[Lines of data]
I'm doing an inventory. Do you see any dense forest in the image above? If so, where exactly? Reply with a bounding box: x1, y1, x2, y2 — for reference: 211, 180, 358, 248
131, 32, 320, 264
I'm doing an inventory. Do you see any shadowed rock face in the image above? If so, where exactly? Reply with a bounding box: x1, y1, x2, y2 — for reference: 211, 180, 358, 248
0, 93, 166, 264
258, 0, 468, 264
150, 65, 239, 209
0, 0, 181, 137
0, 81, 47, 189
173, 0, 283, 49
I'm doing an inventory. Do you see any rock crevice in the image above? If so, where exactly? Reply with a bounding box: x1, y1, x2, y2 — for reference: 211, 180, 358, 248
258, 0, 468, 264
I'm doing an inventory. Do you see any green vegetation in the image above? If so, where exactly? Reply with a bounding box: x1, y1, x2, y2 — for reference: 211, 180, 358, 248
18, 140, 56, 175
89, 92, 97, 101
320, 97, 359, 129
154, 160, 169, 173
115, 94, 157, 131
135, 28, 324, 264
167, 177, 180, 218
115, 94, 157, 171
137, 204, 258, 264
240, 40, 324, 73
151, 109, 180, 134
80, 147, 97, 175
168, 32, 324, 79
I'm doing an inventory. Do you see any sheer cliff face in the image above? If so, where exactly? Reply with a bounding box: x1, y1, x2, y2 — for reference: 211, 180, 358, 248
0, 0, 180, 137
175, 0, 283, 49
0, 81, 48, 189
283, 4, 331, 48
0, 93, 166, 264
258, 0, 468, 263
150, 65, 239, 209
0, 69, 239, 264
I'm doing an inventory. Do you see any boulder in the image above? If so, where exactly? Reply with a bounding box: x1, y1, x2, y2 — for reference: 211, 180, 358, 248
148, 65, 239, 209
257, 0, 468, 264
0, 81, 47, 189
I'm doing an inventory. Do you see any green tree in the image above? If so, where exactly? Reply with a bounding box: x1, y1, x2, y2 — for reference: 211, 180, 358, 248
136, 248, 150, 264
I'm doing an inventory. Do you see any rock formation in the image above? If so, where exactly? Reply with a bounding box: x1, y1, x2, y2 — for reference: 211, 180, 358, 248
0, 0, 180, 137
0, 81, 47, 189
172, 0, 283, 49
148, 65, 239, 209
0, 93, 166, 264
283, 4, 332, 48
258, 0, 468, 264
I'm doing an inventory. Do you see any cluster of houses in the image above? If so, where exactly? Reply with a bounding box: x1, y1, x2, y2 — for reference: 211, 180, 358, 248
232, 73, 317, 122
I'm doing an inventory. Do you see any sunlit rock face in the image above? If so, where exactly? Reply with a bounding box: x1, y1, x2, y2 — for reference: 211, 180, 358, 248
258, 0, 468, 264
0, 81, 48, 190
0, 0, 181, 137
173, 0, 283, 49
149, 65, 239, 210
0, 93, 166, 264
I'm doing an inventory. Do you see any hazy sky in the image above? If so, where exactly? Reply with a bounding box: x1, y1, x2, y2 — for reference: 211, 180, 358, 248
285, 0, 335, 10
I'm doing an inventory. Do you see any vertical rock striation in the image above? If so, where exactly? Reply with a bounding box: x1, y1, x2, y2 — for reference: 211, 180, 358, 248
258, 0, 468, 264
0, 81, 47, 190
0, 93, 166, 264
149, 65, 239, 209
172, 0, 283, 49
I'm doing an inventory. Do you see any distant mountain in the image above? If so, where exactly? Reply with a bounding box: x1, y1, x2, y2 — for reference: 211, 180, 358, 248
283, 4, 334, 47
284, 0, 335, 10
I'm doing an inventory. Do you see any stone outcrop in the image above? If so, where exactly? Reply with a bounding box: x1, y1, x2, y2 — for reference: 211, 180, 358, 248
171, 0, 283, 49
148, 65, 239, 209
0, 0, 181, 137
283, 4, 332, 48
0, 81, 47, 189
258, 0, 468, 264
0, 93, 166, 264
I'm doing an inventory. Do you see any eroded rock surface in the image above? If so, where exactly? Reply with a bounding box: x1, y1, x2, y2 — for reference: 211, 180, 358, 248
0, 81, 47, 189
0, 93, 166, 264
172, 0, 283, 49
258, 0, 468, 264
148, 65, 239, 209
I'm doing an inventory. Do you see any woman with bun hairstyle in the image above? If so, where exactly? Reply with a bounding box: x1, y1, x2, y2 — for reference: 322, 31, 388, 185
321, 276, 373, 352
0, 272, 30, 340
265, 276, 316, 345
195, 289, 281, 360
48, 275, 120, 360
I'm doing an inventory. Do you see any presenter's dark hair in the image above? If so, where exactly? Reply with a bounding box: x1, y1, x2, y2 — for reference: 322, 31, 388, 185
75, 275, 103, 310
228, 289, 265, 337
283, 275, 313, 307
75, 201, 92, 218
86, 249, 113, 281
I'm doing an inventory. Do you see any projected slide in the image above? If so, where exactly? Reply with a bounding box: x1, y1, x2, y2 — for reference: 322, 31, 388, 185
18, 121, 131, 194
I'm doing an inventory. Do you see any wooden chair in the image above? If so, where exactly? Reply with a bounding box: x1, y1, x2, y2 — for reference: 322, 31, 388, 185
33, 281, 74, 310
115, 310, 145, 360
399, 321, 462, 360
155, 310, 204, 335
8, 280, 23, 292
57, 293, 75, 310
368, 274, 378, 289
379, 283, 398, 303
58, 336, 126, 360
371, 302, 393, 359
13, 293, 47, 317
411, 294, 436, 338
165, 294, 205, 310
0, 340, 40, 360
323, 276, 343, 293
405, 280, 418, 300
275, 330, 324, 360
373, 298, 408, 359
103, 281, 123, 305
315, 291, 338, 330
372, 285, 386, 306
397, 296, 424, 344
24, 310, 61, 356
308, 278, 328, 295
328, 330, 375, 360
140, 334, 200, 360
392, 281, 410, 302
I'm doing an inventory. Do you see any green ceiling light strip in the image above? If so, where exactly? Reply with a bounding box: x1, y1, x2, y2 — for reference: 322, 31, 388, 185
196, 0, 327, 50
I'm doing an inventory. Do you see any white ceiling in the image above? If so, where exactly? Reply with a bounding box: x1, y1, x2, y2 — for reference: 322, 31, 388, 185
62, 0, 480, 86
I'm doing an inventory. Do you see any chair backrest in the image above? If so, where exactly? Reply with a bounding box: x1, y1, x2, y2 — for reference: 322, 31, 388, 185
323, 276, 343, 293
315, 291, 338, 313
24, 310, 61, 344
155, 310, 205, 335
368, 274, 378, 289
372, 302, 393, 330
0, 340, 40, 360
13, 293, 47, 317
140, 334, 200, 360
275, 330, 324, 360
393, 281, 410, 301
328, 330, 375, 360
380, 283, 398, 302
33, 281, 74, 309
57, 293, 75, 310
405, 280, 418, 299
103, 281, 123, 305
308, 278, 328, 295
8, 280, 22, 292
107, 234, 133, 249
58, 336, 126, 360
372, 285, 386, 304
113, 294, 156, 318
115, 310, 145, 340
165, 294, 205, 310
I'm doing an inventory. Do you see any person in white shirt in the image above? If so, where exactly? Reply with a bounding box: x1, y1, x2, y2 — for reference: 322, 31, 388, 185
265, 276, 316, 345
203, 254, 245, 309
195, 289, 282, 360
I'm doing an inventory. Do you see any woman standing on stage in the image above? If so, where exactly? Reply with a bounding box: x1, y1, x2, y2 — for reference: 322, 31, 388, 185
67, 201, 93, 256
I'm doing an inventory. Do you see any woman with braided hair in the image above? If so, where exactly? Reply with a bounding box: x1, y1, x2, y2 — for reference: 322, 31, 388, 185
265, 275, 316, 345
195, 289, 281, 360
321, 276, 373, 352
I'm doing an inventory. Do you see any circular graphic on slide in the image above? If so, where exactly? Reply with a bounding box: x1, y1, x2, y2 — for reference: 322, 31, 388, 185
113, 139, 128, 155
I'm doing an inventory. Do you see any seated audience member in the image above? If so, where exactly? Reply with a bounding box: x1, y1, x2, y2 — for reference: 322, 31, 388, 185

(Stated goal) Copy out verbatim the lines from the first one through the line containing "136, 248, 150, 264", including both ends.

(Task result)
I'm doing an inventory. Do you see any dense forest in the image above? If so, where exactly? Reply with a bounding box: x1, y1, x2, y2 — for reference: 211, 180, 358, 248
131, 32, 320, 264
I'm doing an inventory. Do you see any shadowed rock face in the image above? If so, where exactly? Reply with a bounding box: x1, y1, x2, y2 — for reference: 211, 180, 358, 248
0, 93, 166, 264
258, 0, 468, 264
150, 65, 239, 209
0, 0, 181, 137
0, 81, 47, 189
173, 0, 283, 49
I'm doing an inventory. Do you see any rock crevice in the image above? If so, where exactly? Reply with a bounding box: x1, y1, x2, y2 — for reference: 211, 180, 358, 248
258, 0, 468, 264
I'm doing an inventory. Do you see any green vegetation in the image above? If so, where exactly? Reply with a bounding box: x1, y1, x2, y2 — for reference: 211, 180, 358, 248
18, 140, 56, 175
89, 92, 97, 101
320, 97, 359, 129
154, 160, 169, 173
115, 94, 157, 131
135, 28, 324, 264
167, 177, 180, 218
115, 94, 157, 171
137, 204, 258, 264
240, 40, 324, 73
151, 109, 180, 134
80, 147, 97, 175
168, 32, 324, 79
I'm doing an inventory. Do you see any sheer cliff face in the image above? If so, where exactly? Reply with a bounding box: x1, y1, x2, y2 — for reference: 211, 180, 358, 248
0, 0, 180, 137
175, 0, 283, 49
0, 81, 48, 189
283, 4, 331, 48
0, 93, 166, 264
258, 0, 468, 263
150, 65, 239, 209
0, 69, 239, 264
I'm doing an inventory. Do you see any boulder in the image above? If so, where exactly? Reply with a bounding box: x1, y1, x2, y2 — for reference: 211, 180, 358, 248
148, 65, 239, 209
257, 0, 468, 264
0, 81, 47, 189
I'm doing an inventory. Do you see any green tree in the image above? If so, where exactly? Reply with a bounding box: x1, y1, x2, y2 — for reference: 211, 180, 358, 248
136, 248, 150, 264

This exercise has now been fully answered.